I have the following method to clean up strings:
public static String UseStringBuilderWithHashSet(string strIn)
{
var hashSet = new HashSet<char>("?&^$#@!()+-,:;<>’\'-_*");
// specify capacity of StringBuilder to avoid resizing
StringBuilder sb = new StringBuilder(strIn.Length);
foreach (char x in strIn.Where(c => !hashSet.Contains(c)))
{
sb.Append(x);
}
return sb.ToString();
}
However, strings such as [MV] REOL ちるちる ChiruChiru
or [MV] REOL ヒビカセ Hibikase
do not get cleaned up.
How can I modify my method so it can turn one of the above strings into for example:
[MV] REOL ChiruChiru
You're trying to solve this exhaustively by filtering out everything you don't want. This is not optimal as their are 100,000+ possible characters.
You may find better results if you only accept what you do want.

···

[What you will do]
• a. Decide whether each statement below agrees with the string-cleanup thread above. Answer yes or no for each, and quote the words from the thread that settle it.
(i) The method gives the StringBuilder a starting capacity equal to the length of the input string.
(ii) The reply advises adding more characters to the set that gets filtered out.
(iii) The method removes ちるちる from "[MV] REOL ちるちる ChiruChiru".
• b. Pick up the string-cleanup thread above and continue it from its last sentence.

[Data shown]
···

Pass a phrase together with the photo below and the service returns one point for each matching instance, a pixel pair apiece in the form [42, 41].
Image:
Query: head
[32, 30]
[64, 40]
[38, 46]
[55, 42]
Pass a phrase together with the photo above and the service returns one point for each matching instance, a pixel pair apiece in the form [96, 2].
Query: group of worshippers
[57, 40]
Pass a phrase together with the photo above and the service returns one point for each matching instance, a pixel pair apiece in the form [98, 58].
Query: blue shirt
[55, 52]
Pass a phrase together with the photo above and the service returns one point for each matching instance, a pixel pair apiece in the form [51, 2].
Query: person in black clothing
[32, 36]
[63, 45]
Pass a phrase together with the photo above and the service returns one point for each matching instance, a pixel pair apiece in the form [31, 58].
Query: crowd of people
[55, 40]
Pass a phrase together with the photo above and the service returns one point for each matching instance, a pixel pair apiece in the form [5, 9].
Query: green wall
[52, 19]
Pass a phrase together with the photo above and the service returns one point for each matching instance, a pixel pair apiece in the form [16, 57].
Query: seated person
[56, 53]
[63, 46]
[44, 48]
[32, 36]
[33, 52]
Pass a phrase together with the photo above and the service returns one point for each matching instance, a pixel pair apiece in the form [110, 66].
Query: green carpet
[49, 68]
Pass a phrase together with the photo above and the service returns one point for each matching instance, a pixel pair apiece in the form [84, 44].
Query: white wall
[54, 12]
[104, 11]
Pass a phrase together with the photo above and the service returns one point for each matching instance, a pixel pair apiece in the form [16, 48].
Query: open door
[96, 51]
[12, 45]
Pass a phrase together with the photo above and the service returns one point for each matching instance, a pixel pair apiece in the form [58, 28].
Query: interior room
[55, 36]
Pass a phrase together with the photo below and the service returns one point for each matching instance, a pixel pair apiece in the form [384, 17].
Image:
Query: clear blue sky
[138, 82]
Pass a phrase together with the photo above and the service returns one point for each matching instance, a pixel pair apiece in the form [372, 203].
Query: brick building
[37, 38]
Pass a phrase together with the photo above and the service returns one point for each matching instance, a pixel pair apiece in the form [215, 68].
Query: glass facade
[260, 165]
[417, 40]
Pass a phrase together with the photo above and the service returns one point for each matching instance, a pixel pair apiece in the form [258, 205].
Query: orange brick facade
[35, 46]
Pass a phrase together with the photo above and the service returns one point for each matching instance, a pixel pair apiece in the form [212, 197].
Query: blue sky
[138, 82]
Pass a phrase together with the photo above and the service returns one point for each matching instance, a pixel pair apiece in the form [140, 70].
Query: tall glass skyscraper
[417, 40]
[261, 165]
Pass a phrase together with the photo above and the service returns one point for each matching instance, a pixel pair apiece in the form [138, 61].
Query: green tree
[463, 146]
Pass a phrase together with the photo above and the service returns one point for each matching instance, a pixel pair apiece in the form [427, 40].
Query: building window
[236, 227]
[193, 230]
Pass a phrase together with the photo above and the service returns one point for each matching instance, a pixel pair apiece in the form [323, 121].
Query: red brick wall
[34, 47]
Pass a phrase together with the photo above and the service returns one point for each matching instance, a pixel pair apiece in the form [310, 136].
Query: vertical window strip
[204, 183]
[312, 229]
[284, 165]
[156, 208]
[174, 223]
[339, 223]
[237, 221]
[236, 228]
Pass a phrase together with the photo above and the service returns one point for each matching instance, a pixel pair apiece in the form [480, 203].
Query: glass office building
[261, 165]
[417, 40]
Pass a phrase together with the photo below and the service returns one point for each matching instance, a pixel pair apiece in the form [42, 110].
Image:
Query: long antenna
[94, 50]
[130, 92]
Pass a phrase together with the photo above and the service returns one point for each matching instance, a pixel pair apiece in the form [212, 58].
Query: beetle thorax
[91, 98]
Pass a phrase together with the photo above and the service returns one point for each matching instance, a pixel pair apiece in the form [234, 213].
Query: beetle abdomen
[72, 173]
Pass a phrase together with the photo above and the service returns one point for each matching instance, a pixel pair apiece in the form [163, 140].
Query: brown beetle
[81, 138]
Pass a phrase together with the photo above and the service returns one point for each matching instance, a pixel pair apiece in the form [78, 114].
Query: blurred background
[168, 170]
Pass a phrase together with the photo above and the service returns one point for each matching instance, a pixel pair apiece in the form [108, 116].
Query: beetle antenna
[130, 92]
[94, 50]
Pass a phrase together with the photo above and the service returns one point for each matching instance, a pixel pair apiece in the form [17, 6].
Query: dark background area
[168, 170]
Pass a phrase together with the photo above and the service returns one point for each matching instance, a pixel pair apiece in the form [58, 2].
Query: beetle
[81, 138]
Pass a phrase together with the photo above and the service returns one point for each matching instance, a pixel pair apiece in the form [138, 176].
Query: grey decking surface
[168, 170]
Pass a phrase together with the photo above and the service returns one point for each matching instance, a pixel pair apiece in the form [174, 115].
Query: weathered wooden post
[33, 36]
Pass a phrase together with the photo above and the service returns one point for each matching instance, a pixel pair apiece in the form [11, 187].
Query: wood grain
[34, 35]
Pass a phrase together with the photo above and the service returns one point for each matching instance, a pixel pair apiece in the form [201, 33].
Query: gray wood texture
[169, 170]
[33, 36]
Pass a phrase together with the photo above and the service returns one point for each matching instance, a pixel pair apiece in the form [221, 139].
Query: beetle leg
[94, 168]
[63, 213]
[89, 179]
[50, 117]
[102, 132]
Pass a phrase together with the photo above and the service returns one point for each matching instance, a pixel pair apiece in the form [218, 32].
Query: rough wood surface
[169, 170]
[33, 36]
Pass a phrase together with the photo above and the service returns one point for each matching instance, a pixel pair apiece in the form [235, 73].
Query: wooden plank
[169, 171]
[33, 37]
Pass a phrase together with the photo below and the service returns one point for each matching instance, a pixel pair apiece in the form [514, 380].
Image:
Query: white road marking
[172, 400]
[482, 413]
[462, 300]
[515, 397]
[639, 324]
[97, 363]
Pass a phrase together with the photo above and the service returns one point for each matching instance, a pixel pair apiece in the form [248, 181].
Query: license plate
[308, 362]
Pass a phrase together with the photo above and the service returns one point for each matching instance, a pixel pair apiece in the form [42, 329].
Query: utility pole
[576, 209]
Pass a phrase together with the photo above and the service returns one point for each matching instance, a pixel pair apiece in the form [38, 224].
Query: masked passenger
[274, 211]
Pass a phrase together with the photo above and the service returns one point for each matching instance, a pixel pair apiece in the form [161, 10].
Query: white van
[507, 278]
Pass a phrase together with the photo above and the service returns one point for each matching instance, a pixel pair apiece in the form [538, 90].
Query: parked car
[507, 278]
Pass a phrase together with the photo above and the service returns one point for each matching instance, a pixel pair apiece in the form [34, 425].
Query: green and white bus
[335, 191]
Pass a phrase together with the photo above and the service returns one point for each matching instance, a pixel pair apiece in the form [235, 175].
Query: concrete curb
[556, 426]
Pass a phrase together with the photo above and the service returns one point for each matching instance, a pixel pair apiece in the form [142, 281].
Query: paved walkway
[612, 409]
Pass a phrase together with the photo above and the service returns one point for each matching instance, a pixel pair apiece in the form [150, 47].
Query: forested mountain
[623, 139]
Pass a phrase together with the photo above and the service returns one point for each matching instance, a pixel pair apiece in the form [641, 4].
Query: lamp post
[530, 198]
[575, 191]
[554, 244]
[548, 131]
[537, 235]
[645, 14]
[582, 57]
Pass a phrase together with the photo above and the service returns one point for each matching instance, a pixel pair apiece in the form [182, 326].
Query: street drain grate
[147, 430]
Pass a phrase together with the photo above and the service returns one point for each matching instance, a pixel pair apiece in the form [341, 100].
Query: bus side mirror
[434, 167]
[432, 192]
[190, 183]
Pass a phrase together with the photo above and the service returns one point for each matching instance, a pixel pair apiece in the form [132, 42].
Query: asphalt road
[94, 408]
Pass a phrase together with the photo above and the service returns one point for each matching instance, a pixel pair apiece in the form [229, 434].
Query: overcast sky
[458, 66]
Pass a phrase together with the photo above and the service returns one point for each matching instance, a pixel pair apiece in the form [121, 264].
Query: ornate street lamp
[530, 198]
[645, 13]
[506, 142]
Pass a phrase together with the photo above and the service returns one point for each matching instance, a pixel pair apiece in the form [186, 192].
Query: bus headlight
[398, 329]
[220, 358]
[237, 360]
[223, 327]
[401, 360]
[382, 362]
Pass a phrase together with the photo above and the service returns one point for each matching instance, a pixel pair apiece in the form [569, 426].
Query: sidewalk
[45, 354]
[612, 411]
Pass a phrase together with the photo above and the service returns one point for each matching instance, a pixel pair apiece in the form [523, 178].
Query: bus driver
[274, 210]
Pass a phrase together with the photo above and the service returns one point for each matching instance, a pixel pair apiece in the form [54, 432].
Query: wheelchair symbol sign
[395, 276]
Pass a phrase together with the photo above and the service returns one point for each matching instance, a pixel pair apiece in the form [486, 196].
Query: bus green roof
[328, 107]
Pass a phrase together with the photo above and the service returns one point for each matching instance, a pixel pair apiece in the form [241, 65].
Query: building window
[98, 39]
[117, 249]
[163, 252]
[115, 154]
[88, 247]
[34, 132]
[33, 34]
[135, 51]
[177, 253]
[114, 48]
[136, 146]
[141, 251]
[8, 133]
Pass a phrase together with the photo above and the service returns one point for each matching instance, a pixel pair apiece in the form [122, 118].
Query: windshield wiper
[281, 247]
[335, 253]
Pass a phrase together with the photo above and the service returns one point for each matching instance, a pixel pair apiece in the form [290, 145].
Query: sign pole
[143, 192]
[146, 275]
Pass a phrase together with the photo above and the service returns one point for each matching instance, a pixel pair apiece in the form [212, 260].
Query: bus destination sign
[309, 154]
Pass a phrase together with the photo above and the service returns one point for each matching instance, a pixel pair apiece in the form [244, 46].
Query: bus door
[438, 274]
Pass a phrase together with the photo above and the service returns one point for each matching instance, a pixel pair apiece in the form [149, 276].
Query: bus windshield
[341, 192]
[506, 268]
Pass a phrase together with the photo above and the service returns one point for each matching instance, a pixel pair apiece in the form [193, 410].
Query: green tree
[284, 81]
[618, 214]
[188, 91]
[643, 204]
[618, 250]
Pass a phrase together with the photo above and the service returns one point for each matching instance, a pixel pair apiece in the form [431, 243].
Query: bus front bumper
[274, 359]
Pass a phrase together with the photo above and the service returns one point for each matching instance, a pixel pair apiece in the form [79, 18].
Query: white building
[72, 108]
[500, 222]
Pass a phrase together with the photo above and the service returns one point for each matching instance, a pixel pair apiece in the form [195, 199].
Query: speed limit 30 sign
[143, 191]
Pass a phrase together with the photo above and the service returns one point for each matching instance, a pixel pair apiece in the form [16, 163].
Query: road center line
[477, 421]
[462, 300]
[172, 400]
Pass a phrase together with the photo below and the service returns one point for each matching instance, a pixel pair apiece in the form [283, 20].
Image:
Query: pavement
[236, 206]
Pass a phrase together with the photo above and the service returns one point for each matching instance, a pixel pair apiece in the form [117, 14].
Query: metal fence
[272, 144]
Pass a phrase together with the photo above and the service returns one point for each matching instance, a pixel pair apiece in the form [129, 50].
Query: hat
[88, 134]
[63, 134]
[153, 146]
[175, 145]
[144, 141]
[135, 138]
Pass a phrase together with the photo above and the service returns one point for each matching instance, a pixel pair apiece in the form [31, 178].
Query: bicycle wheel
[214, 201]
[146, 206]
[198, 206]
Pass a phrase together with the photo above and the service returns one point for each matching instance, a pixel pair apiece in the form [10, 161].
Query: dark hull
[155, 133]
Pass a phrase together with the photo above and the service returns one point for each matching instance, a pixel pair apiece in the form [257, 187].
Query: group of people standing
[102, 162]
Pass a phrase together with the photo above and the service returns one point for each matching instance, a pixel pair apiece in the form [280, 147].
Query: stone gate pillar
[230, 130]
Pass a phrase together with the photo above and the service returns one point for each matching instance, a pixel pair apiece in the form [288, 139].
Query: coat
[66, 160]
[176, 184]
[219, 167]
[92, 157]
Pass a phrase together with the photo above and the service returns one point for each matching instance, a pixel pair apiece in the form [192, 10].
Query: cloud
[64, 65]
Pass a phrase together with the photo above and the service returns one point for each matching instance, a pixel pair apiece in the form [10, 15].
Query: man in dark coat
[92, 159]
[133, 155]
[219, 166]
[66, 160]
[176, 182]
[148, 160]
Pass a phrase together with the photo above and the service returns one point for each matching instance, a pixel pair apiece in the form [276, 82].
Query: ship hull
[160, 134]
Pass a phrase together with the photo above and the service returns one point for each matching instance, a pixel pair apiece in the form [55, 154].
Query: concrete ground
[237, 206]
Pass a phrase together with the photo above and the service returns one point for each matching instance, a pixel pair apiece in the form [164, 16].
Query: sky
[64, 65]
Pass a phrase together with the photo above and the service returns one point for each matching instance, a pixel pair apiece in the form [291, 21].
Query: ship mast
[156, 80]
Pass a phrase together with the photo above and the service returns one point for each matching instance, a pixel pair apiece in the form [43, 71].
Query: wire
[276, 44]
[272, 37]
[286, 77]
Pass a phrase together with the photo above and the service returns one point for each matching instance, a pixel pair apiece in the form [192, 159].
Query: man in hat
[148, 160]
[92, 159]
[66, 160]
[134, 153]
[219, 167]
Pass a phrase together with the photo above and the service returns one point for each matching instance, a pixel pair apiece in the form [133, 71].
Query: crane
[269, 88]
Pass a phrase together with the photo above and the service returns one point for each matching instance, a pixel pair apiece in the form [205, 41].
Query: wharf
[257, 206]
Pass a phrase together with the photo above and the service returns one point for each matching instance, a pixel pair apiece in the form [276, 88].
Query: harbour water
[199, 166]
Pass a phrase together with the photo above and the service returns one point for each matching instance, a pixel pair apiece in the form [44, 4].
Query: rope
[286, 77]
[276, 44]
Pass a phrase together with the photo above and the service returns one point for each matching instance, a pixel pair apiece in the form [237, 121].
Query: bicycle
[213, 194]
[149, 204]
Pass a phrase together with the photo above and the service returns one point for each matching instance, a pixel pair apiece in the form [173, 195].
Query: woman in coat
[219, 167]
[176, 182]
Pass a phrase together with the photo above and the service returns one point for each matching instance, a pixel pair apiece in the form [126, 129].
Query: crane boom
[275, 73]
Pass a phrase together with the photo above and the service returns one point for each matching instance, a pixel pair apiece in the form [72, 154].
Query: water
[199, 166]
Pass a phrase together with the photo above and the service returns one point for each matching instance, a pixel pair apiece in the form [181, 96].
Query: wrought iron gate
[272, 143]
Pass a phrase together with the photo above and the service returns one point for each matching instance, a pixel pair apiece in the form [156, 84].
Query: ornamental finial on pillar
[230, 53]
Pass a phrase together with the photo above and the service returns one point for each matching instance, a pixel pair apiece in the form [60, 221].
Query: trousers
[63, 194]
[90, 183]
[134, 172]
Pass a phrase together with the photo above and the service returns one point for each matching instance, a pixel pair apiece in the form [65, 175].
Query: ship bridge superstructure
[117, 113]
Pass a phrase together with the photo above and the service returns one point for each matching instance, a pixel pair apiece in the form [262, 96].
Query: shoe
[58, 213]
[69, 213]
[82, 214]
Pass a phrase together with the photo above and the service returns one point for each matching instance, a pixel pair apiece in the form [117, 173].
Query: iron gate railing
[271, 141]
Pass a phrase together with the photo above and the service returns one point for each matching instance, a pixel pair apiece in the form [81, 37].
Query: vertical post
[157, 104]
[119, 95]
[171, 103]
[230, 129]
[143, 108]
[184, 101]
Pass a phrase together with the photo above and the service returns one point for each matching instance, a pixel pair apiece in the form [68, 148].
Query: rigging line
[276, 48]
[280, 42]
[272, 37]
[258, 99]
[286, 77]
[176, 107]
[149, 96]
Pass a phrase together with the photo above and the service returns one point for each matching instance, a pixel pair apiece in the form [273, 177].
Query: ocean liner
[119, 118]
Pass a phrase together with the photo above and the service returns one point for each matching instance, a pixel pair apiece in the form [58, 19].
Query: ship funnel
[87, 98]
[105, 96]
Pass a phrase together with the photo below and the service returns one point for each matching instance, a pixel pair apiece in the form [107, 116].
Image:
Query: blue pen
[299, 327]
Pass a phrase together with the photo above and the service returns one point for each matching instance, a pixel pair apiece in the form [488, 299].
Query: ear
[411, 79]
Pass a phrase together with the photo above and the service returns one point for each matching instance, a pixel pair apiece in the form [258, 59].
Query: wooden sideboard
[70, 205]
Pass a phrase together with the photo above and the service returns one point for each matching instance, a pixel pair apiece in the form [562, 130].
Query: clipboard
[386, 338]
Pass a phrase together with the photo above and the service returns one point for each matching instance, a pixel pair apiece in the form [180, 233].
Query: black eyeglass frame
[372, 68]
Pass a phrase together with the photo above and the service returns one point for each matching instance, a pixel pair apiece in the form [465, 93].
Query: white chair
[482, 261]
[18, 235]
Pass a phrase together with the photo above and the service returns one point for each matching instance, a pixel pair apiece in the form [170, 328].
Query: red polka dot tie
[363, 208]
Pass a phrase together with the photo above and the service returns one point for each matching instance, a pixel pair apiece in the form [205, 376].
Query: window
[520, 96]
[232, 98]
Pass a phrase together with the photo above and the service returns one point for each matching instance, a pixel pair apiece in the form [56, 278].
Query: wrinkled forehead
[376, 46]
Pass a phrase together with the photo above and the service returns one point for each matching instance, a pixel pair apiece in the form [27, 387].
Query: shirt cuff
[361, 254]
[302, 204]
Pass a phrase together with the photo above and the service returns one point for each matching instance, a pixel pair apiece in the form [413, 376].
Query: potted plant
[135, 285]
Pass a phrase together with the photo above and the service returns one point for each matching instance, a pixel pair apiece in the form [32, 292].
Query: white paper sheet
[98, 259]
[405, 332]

···

[Expected answers]
• a.
(i) Yes: "StringBuilder sb = new StringBuilder(strIn.Length);"
(ii) No: "You may find better results if you only accept what you do want."
(iii) No: "do not get cleaned up."

• b.
public static string CleanInput(string input)
{
//a-zA-Z allows any English alphabet character upper or lower case
//\[ and \] allows []
//\s allows whitespace
var regex = new Regex(@"[a-zA-Z\[\]\s]");
var stringBuilder = new StringBuilder(input.Length);
foreach(char c in input){
if(regex.IsMatch(c.ToString())){
stringBuilder.Append(c);
}
}
string output = stringBuilder.ToString();
//\s+ will match on any duplicate spaces and replace it with
//a single space.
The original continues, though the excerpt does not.